| What the task asks |
Return each line of the entries below that contains the string "wall", copying every such line in full. Matching is case-sensitive.

[Excerpts of location labeling data]
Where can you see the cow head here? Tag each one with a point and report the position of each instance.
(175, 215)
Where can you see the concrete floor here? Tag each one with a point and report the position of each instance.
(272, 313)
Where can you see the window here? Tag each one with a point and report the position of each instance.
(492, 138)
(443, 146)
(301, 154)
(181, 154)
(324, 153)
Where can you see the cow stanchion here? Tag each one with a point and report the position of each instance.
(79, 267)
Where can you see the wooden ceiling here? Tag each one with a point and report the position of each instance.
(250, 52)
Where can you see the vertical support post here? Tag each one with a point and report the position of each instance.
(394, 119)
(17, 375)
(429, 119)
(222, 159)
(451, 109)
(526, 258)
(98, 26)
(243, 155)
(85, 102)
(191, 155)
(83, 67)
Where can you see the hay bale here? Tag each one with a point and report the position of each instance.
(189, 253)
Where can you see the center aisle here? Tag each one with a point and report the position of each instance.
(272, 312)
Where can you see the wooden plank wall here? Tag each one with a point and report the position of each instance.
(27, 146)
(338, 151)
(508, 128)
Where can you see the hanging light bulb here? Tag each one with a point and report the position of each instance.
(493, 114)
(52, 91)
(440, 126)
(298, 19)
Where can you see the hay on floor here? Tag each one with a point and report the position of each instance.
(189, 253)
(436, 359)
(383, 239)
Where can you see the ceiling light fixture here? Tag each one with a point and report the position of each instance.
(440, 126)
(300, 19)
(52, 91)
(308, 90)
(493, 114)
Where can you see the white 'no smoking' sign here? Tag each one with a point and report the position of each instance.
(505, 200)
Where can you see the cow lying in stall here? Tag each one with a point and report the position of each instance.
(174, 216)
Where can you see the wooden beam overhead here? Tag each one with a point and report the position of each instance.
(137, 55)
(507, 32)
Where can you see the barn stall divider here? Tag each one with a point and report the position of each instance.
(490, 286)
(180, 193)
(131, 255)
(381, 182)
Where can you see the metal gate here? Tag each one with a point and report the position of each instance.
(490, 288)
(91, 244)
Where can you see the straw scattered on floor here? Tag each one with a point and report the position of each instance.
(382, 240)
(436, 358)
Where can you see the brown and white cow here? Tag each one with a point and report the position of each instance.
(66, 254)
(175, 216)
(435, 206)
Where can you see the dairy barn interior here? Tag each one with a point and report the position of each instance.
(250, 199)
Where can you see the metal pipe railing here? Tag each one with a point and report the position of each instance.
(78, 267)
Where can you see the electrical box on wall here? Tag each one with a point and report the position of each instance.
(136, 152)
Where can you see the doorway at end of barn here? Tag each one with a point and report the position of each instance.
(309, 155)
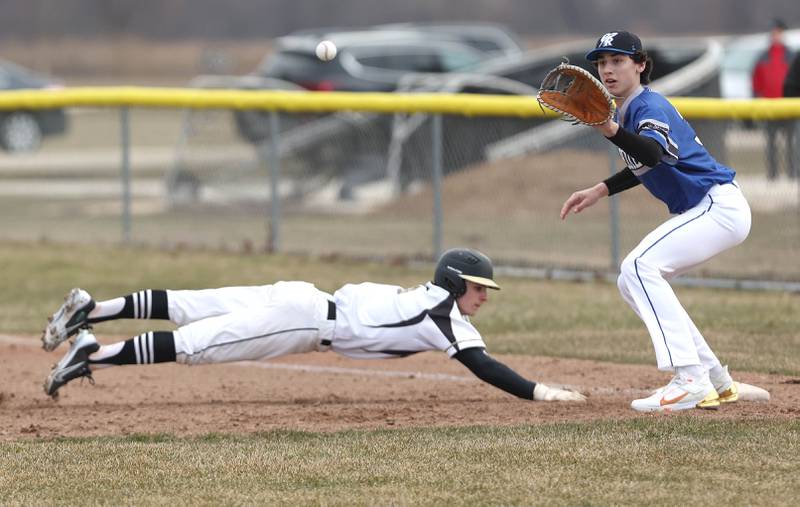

| Exercise solution |
Where can you see the wooden plank wall here? Tag each one with a point and report the position of each instance.
Where can you see the electrical box on wall here? Tag each one with a point and report the position of each instance.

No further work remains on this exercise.